*** Opening of MATERIAL PROVIDED ***
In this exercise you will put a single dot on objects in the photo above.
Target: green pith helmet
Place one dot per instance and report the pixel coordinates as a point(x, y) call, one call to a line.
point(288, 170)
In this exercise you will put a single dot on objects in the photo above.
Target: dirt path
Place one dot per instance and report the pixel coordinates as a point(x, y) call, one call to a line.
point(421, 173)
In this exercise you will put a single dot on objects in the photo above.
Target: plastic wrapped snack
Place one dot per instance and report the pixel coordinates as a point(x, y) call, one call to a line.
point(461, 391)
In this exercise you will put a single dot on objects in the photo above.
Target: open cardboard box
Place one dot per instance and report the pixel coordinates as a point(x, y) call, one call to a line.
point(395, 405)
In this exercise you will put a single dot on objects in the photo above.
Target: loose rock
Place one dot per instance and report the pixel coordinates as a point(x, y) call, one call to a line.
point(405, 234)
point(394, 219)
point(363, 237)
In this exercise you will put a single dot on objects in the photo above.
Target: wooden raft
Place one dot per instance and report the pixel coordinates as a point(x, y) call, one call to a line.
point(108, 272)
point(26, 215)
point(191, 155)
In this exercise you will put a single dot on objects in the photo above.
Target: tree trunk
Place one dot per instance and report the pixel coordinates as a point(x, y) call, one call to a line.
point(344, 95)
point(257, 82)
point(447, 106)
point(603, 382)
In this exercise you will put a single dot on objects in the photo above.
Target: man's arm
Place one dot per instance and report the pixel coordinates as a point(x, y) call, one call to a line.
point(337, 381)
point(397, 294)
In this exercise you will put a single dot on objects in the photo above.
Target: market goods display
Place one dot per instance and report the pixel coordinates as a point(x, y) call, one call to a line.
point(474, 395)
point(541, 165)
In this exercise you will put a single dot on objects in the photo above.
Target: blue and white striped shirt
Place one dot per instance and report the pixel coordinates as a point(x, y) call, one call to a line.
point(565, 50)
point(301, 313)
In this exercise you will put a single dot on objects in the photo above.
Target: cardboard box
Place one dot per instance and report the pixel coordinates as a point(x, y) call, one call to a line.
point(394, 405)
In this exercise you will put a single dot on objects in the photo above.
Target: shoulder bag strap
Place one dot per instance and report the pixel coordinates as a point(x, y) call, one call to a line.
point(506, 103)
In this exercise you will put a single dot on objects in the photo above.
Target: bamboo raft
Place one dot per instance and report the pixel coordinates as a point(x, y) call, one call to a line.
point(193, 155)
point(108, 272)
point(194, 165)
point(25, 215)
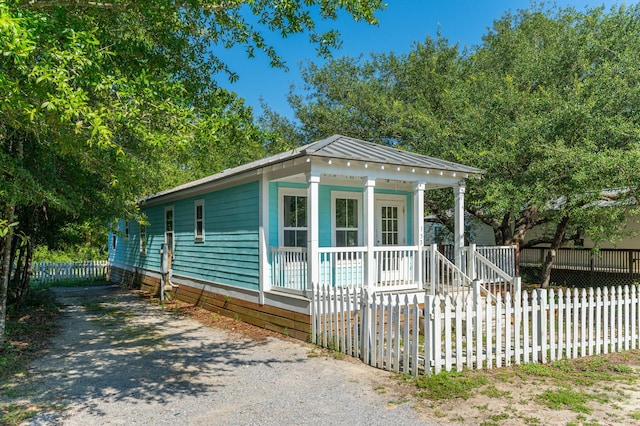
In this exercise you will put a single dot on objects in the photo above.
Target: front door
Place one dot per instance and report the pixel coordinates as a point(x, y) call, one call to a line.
point(391, 231)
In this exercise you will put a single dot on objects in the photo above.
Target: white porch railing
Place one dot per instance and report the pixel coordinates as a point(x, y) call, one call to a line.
point(289, 268)
point(504, 257)
point(342, 266)
point(442, 276)
point(493, 277)
point(394, 268)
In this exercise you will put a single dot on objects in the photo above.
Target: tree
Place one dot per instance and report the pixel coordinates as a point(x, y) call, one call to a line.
point(546, 105)
point(105, 102)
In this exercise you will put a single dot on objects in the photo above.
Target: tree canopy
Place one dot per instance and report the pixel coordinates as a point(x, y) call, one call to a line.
point(106, 102)
point(547, 105)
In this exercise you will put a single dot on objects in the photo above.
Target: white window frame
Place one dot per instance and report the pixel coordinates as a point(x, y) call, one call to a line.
point(295, 192)
point(198, 238)
point(143, 239)
point(335, 195)
point(395, 200)
point(173, 229)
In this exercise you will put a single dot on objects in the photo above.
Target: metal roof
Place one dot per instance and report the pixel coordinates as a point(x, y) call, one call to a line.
point(336, 147)
point(347, 148)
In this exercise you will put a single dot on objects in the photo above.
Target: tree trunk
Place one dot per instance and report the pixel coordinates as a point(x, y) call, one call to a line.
point(545, 275)
point(6, 269)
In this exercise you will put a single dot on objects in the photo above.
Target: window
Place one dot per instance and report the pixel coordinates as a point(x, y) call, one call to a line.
point(346, 222)
point(294, 226)
point(198, 231)
point(168, 229)
point(346, 219)
point(143, 239)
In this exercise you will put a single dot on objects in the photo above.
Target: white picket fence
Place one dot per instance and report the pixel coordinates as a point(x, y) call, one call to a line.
point(51, 272)
point(399, 332)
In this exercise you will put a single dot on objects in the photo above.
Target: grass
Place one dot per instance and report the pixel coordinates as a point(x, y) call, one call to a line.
point(565, 398)
point(69, 283)
point(448, 385)
point(581, 385)
point(28, 329)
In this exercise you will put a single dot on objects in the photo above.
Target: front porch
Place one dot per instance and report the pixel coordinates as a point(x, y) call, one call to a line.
point(397, 268)
point(345, 212)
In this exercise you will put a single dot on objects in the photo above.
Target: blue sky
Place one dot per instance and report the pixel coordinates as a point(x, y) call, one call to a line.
point(400, 25)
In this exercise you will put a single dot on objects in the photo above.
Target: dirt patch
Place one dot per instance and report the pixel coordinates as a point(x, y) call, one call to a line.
point(122, 358)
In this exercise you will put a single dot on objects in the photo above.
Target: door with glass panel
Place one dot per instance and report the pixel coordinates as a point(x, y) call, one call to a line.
point(392, 264)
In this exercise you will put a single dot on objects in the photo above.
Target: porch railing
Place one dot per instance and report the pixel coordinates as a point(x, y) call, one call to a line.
point(289, 268)
point(442, 276)
point(395, 267)
point(493, 274)
point(342, 267)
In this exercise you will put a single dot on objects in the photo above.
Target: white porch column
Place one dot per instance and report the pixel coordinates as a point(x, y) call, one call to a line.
point(265, 275)
point(458, 237)
point(369, 231)
point(313, 260)
point(418, 229)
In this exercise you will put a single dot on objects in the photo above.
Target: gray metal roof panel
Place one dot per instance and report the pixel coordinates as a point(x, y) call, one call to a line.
point(336, 146)
point(355, 149)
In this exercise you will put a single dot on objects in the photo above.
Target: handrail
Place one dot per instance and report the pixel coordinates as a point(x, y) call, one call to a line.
point(487, 263)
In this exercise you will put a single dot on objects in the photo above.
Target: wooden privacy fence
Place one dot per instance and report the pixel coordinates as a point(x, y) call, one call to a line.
point(399, 332)
point(51, 272)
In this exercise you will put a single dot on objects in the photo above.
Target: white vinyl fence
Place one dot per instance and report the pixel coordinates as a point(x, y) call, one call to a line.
point(51, 272)
point(399, 332)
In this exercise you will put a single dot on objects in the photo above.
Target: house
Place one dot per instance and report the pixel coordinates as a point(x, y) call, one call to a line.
point(250, 242)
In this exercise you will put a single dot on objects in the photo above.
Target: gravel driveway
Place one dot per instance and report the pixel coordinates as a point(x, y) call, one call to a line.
point(121, 360)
*** Close of MATERIAL PROVIDED ***
● **EXERCISE INSTRUCTIONS**: Your copy of the material above should be exact and free of pictures.

● **SOLUTION TO THE PROBLEM**:
In this exercise you will put a single dot on objects in the photo above.
Target: green pith helmet
Place one dot per instance and report the pixel coordinates as a point(x, y) call, one call to a line.
point(288, 170)
In this exercise you will put a single dot on objects in the photo above.
Target: dirt path
Place one dot per instance and report the pixel coordinates as a point(x, y) call, one call to a line.
point(421, 173)
In this exercise you will put a single dot on objects in the photo above.
Target: plastic wrapped snack
Place one dot per instance and report the pixel coordinates as a point(x, y) call, one call to a line.
point(461, 391)
In this exercise you will put a single dot on objects in the photo above.
Target: open cardboard box
Place one dot per instance and report the pixel coordinates as a point(x, y) call, one call to a line.
point(395, 405)
In this exercise you will put a single dot on objects in the photo above.
Target: loose rock
Place one dot per instance and report the pixel coordinates as a point(x, y) call, one call to a line.
point(405, 234)
point(394, 219)
point(363, 237)
In this exercise you will put a single dot on objects in the photo above.
Target: wooden raft
Place one dot per instance and report the pixel coordinates as a point(x, y) call, one call to a line.
point(108, 272)
point(26, 215)
point(191, 155)
In this exercise you will put a single dot on objects in the photo above.
Target: tree trunk
Place one dot per instance and report the pixel coordinates as a point(x, y) call, one call to a line.
point(344, 95)
point(257, 82)
point(447, 106)
point(603, 382)
In this exercise you will put a single dot on objects in the photo above.
Target: man's arm
Place one dot per instance and report the pixel coordinates as a point(x, y) call, one call to a line.
point(337, 381)
point(397, 294)
In this exercise you will put a single dot on objects in the photo above.
Target: market goods display
Place one dot per instance and report the pixel coordinates as a point(x, y) call, one call to a line.
point(474, 395)
point(541, 165)
In this exercise you will put a single dot on objects in the photo above.
Target: blue and white striped shirt
Place one dot per instance and report the pixel coordinates as a point(x, y) call, one call to a line.
point(565, 50)
point(301, 313)
In this exercise you will put a single dot on objects in the photo above.
Target: cardboard box
Place one dot per instance and report the pixel coordinates as a point(x, y) call, one call to a line.
point(394, 405)
In this exercise you will put a single dot on objects in the photo above.
Target: shoulder bag strap
Place one dot per instance and report the pixel coordinates as a point(x, y) call, one call to a line.
point(506, 103)
In this exercise you will put a single dot on objects in the photo above.
Target: bamboo raft
Place one dot per instance and report the pixel coordinates as a point(x, y) call, one call to a line.
point(193, 155)
point(108, 272)
point(194, 165)
point(25, 215)
In this exercise you will put a single dot on objects in the photo above.
Target: front door
Place one dot per instance and report the pixel coordinates as a point(x, y) call, one call to a line.
point(391, 231)
In this exercise you will put a single dot on objects in the photo above.
Target: white porch railing
Place one dot per instance and report the pixel coordinates as a point(x, y) call, one call to a line.
point(289, 268)
point(504, 257)
point(342, 266)
point(442, 276)
point(493, 277)
point(394, 268)
In this exercise you will put a single dot on objects in the photo above.
Target: tree
Place one dot per instance and report the pixel coordinates as a point(x, y) call, one call to a line.
point(546, 105)
point(105, 102)
In this exercise you will put a single dot on objects in the photo above.
Target: tree canopy
Place one dot per instance and report the pixel coordinates as a point(x, y) call, one call to a line.
point(106, 102)
point(547, 105)
In this exercise you will put a single dot on objects in the photo above.
Target: white window frame
Place one dot per instance and report the pixel coordinates as a point(x, y) call, one call to a line.
point(295, 192)
point(198, 238)
point(143, 239)
point(335, 195)
point(395, 200)
point(173, 229)
In this exercise you will put a single dot on objects in the photo above.
Target: metal roof
Place one dot per instance and report the pixel coordinates as a point(x, y) call, one call to a line.
point(336, 147)
point(347, 148)
In this exercise you will put a single dot on objects in the photo above.
Target: tree trunk
Place one dot per instance and report the pixel coordinates as a point(x, y) call, one call to a line.
point(545, 275)
point(6, 269)
In this exercise you will put a single dot on objects in the photo above.
Target: window
Place one dot per instance and report the pixel coordinates as a point(x, y) call, one call to a line.
point(346, 222)
point(294, 226)
point(198, 231)
point(168, 229)
point(346, 219)
point(143, 239)
In this exercise you will put a single dot on objects in the photo above.
Target: white picket fence
Place one dot per instance and report the pixel coordinates as a point(x, y) call, one call to a line.
point(51, 272)
point(399, 332)
In this exercise you will put a single dot on objects in the photo above.
Target: grass
Place one dot per instance and report the pixel coordinates as a point(x, y) call, one call to a line.
point(565, 398)
point(69, 283)
point(448, 385)
point(581, 385)
point(28, 329)
In this exercise you will put a single dot on objects in the photo above.
Target: front porch
Place one dot per instance and report the pixel coordinates as a point(x, y) call, one call to a line.
point(397, 268)
point(345, 212)
In this exercise you will put a single dot on objects in the photo above.
Target: blue sky
Place one dot per instance and report the pixel coordinates as a point(x, y) call, one call to a line.
point(400, 25)
In this exercise you will put a single dot on objects in the photo above.
Target: dirt patch
Place one dot per instance and report the pixel coordinates as a point(x, y) call, one call to a line.
point(122, 358)
In this exercise you will put a single dot on objects in the photo above.
Target: door with glass panel
Place one dot per instance and report the pixel coordinates as a point(x, y) call, one call to a line.
point(392, 264)
In this exercise you will put a single dot on objects in the photo above.
Target: porch railing
Place one dot per instance and report the pixel coordinates as a point(x, y) call, one call to a line.
point(289, 268)
point(442, 276)
point(395, 267)
point(493, 274)
point(342, 267)
In this exercise you will put a single dot on objects in the photo above.
Target: white porch column
Place one dot per instance and report the pixel coordinates as a point(x, y) call, one call to a line.
point(265, 275)
point(458, 237)
point(369, 231)
point(313, 260)
point(418, 229)
In this exercise you will put a single dot on objects in the photo above.
Target: gray metal roof panel
Place one dot per instance and report the pixel coordinates as a point(x, y) call, one call to a line.
point(336, 146)
point(355, 149)
In this exercise you will put a single dot on objects in the photo above.
Target: handrail
Place one dot per instance and report the pixel coordinates as a point(x, y) call, one call to a line.
point(487, 263)
In this exercise you will put a single dot on objects in the photo above.
Target: wooden privacy fence
Place one dot per instance and report the pixel coordinates as a point(x, y) call, one call to a line.
point(399, 332)
point(51, 272)
In this exercise you will put a single dot on objects in the photo above.
Target: white vinyl fence
Place one dot per instance and report the pixel coordinates as a point(x, y) call, one call to a line.
point(51, 272)
point(399, 332)
In this exercise you will put a single dot on objects in the photo above.
Target: house
Place one dot per instance and report the pixel coordinates as a point(x, y) call, one call to a line.
point(250, 242)
In this exercise you will put a single dot on objects in the photo above.
Target: gravel driveway
Place one dot per instance and report the pixel coordinates as a point(x, y) call, one call to a line.
point(121, 360)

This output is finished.